(Point annotations for photos)

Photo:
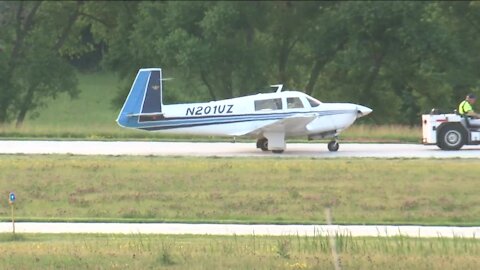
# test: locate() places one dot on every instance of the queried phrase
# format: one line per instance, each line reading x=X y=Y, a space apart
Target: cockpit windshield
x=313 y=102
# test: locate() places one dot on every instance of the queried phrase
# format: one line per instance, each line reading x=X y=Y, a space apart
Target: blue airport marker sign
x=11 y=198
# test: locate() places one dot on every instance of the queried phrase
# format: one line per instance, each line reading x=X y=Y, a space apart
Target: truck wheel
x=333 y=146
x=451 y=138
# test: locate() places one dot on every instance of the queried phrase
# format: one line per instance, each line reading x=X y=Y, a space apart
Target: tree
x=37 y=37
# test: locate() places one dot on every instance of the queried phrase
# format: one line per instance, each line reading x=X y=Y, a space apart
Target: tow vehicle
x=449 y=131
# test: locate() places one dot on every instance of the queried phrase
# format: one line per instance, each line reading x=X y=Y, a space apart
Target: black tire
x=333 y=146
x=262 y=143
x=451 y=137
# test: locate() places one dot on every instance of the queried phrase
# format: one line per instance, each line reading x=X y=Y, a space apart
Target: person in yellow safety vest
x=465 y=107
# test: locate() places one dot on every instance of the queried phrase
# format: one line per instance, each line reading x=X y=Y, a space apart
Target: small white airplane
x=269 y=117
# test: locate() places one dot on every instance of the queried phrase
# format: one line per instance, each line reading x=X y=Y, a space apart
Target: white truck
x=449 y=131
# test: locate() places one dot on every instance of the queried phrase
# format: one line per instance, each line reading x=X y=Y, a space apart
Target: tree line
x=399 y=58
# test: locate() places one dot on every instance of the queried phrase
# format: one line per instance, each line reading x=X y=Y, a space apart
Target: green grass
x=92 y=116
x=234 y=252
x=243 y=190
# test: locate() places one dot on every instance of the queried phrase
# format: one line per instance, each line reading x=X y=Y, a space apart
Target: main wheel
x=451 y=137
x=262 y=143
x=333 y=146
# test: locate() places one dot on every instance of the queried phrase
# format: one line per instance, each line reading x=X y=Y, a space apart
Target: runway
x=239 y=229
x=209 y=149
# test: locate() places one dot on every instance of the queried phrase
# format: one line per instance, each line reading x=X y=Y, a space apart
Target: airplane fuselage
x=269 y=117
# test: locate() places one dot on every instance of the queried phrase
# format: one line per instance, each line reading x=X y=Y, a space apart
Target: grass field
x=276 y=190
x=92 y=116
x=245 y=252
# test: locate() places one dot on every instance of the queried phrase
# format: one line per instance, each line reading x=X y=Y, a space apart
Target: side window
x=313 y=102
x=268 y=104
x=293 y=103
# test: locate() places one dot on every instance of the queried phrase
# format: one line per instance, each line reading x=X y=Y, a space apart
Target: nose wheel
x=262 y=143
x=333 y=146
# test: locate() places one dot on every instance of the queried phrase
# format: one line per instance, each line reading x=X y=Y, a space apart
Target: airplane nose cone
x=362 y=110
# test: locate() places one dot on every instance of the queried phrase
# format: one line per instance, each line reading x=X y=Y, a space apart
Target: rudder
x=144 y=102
--
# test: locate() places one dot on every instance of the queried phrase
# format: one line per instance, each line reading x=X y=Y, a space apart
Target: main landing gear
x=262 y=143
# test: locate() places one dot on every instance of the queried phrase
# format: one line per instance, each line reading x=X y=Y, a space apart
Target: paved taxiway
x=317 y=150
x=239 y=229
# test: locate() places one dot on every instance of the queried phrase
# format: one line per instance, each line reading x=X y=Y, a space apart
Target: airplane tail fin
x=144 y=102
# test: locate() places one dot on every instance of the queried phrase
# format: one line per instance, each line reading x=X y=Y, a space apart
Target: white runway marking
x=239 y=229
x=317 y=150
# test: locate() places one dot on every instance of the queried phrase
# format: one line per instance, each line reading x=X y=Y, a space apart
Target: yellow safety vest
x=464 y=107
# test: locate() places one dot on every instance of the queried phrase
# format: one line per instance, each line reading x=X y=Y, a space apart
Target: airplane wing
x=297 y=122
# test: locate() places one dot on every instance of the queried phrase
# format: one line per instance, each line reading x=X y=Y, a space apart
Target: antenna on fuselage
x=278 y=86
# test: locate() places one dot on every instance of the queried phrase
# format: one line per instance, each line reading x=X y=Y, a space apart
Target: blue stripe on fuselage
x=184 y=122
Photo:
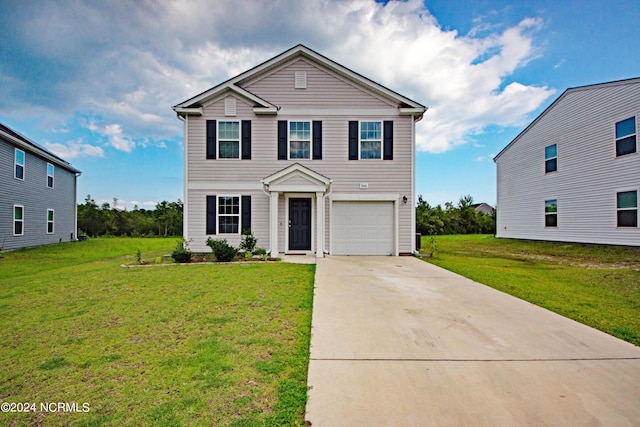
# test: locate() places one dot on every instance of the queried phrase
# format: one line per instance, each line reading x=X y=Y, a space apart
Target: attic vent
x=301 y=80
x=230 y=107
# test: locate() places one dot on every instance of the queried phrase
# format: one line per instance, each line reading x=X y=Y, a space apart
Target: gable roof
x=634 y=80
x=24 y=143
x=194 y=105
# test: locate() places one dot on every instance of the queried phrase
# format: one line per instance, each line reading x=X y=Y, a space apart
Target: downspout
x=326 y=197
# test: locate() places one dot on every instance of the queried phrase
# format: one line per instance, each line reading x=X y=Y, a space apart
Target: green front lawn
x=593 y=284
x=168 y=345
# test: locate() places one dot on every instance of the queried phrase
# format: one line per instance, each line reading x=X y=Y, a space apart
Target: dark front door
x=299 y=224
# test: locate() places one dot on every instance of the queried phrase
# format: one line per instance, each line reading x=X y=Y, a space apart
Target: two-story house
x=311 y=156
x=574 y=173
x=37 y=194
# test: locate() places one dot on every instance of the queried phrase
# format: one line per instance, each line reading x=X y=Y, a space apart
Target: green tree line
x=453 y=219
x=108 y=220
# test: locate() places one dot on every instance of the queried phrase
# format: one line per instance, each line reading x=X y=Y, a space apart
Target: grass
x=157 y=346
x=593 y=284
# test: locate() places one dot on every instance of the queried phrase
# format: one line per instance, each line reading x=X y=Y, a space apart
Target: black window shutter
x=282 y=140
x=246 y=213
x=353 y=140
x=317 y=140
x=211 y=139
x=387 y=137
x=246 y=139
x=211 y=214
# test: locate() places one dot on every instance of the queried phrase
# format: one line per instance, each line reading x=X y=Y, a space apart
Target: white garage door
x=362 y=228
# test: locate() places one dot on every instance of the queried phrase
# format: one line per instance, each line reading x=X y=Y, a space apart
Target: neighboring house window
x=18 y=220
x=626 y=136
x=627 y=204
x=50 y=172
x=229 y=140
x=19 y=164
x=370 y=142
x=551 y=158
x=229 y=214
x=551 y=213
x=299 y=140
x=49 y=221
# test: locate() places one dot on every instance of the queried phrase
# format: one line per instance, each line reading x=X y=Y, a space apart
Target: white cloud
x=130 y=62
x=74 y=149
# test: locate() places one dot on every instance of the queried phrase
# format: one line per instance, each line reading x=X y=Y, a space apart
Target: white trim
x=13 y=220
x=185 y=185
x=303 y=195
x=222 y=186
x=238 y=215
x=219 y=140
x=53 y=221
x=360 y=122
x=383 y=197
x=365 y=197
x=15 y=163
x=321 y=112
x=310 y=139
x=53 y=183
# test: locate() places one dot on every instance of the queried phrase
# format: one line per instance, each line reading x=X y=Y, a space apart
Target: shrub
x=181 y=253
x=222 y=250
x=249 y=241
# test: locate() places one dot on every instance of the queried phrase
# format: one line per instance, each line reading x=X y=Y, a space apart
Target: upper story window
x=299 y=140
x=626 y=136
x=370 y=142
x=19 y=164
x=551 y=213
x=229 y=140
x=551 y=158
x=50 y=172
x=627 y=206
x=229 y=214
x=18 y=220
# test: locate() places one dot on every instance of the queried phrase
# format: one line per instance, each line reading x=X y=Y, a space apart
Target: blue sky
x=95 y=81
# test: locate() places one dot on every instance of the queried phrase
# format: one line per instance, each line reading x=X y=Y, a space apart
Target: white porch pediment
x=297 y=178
==
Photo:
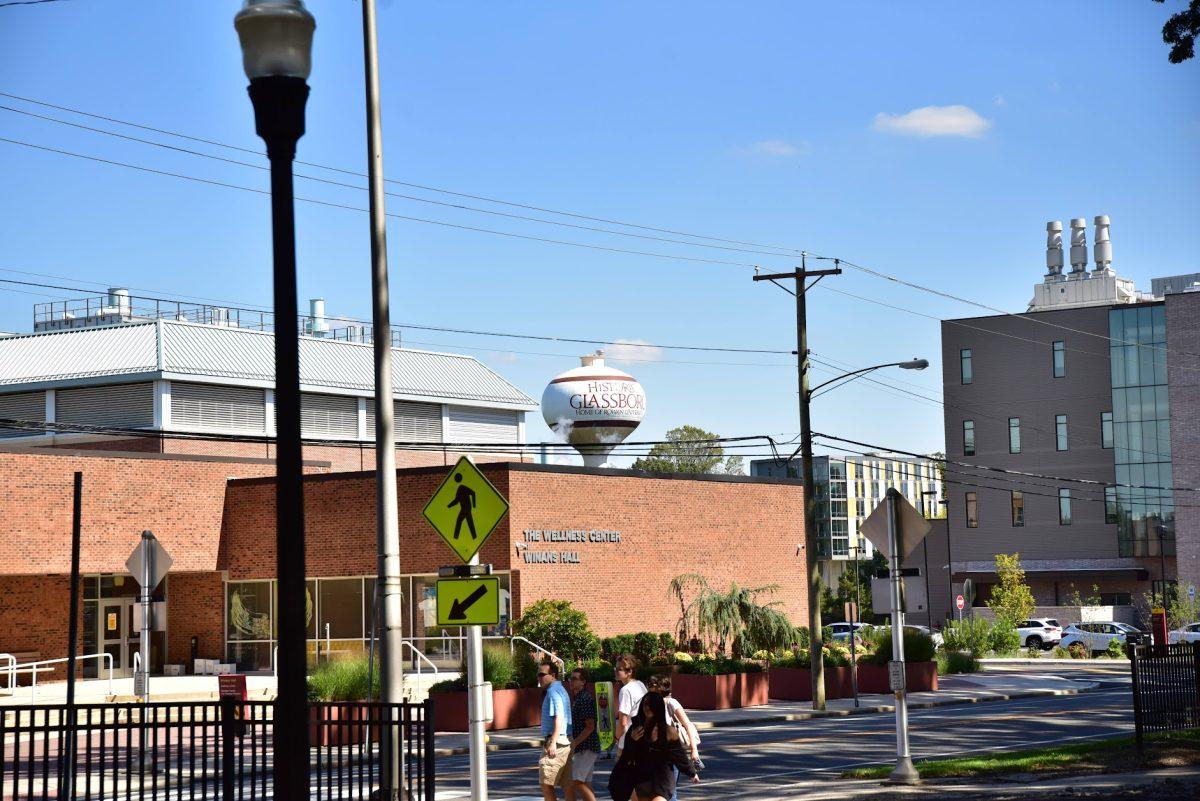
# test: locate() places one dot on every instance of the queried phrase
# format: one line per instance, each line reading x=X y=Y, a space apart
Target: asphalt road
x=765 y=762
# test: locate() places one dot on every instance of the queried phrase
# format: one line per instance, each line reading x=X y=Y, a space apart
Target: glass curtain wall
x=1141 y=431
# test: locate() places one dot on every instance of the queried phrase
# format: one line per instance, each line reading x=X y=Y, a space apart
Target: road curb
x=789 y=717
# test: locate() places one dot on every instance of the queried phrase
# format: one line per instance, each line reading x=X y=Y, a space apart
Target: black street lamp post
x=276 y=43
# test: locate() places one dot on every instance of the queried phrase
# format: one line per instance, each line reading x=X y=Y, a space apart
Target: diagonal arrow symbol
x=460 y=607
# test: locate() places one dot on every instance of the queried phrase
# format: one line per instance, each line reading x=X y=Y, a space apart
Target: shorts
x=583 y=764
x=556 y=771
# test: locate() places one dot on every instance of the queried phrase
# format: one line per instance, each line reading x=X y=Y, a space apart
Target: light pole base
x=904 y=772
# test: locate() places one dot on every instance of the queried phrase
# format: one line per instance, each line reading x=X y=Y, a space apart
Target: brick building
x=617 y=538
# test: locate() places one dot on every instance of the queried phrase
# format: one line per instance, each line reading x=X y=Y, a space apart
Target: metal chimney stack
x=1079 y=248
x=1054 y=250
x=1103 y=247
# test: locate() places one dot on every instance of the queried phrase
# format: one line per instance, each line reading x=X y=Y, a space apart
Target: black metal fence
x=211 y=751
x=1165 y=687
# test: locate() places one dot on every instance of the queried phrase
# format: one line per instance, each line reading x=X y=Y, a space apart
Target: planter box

What the task asks:
Report every line in the rows above that contains the word "airplane", copying each such line in full.

The reply:
Target: small white airplane
Target: airplane fuselage
Target: airplane nose cone
Target: airplane tail fin
Target: airplane wing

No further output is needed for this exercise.